▶ **YOUR INSTRUCTIONS**
Determine how many lines of the items below contain the string "canopy". Reply with the number alone.

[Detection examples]
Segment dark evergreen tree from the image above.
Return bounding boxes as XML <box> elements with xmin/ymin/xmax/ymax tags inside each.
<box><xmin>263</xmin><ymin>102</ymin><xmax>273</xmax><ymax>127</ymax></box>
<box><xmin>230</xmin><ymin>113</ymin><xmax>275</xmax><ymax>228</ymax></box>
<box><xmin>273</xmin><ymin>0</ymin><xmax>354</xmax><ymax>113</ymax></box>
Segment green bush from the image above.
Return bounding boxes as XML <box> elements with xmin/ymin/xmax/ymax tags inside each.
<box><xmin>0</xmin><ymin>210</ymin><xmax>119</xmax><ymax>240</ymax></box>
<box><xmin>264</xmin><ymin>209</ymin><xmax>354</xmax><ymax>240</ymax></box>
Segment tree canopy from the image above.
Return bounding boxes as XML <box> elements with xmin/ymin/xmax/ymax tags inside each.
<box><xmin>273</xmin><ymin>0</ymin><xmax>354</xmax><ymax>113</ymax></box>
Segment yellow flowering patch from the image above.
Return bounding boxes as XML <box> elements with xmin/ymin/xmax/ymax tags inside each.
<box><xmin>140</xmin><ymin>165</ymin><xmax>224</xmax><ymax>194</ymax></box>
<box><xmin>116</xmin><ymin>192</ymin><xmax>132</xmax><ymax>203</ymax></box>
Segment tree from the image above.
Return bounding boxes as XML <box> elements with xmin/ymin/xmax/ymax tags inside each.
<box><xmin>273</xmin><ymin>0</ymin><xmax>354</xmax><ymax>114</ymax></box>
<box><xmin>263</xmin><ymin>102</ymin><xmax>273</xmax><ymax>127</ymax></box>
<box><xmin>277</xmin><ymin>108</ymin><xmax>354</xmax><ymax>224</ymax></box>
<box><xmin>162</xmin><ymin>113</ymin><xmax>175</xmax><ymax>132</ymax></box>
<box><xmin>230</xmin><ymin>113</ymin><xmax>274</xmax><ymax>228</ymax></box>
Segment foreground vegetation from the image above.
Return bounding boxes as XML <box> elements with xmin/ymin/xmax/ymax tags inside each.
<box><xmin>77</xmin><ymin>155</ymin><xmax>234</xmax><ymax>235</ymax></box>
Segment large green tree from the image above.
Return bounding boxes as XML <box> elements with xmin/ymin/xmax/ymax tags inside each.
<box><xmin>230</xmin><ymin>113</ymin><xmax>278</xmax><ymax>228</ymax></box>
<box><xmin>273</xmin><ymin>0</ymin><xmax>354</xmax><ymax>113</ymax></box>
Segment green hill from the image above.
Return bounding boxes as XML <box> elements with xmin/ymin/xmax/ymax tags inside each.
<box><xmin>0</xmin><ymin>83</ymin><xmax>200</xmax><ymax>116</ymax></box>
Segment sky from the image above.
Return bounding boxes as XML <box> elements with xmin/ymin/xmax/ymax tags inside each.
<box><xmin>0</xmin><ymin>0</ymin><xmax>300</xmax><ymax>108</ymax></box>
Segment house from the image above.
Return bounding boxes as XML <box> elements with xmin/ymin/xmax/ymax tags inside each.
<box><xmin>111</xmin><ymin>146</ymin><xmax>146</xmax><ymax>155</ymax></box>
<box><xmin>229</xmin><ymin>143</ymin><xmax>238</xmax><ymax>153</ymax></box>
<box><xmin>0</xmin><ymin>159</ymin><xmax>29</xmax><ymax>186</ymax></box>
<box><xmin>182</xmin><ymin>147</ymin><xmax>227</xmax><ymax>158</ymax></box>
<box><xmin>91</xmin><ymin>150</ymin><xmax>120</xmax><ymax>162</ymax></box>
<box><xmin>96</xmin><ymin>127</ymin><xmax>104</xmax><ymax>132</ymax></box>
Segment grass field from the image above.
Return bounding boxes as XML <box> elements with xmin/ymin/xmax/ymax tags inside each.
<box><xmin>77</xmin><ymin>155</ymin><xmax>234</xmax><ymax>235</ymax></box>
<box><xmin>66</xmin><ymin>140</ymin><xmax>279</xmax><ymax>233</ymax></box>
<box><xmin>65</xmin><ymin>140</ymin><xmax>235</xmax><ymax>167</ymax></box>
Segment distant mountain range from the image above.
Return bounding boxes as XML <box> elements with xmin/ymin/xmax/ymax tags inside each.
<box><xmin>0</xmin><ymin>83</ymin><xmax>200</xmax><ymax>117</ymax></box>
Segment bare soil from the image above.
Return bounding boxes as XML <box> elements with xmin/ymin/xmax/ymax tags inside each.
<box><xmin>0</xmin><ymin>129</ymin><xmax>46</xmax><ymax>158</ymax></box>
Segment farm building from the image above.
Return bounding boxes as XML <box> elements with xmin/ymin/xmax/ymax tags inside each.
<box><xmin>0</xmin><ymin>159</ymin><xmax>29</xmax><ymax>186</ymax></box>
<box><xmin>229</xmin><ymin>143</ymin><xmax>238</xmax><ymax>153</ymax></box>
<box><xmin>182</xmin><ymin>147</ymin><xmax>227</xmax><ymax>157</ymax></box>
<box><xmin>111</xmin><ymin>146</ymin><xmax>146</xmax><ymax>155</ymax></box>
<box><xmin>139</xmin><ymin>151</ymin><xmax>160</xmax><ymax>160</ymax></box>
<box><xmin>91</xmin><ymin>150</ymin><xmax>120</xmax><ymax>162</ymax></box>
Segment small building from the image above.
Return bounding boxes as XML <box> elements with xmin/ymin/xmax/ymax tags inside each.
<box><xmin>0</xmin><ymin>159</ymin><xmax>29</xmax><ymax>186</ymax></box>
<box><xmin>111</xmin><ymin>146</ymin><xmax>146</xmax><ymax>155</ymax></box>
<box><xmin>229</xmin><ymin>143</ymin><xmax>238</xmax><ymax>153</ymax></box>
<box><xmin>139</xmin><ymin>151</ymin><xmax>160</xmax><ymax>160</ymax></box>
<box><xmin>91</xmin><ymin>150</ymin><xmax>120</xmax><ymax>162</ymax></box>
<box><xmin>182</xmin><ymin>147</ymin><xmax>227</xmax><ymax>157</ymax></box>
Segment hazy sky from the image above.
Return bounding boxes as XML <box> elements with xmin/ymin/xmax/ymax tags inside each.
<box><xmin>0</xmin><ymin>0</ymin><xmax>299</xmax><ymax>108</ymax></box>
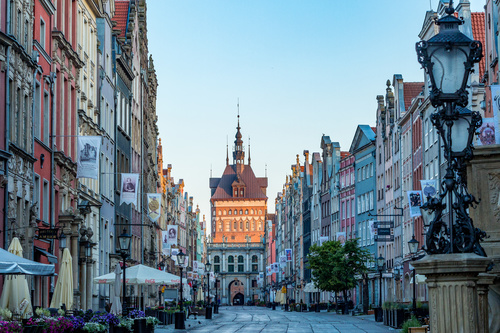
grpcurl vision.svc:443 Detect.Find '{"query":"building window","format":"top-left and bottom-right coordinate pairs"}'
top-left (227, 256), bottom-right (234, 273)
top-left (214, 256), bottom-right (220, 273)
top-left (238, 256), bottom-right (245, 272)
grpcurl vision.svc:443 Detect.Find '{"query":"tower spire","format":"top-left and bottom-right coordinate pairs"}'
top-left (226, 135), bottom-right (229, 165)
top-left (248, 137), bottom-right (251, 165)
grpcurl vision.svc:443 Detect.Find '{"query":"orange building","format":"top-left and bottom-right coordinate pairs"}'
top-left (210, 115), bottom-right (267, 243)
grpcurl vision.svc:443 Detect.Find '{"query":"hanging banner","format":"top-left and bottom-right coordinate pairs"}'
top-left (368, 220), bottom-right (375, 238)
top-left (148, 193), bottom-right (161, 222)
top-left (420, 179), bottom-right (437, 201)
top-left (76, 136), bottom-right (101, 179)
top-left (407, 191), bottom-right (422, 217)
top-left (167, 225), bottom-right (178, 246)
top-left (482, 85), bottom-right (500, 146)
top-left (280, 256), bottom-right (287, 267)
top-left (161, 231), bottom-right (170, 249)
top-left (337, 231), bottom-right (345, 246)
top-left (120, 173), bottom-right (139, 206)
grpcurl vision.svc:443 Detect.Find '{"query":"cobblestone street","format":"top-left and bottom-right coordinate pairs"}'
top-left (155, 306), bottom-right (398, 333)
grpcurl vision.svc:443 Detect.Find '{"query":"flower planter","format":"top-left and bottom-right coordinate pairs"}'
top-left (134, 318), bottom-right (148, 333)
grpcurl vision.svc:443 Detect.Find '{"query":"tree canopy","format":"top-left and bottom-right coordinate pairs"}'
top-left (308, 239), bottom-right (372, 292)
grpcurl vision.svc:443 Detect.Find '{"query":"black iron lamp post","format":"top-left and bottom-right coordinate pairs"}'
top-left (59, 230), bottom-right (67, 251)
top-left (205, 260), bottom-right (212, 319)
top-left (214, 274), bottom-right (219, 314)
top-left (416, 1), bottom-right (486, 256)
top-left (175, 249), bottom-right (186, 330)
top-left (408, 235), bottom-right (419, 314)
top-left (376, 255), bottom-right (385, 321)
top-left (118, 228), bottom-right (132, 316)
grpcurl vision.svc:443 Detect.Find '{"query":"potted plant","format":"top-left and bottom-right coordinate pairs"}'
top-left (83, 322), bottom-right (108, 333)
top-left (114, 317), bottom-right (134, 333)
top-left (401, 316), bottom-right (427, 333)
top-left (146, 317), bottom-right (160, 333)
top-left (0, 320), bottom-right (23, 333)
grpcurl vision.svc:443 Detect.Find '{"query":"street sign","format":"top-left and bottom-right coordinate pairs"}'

▶ **OUTPUT FOR THIS TASK**
2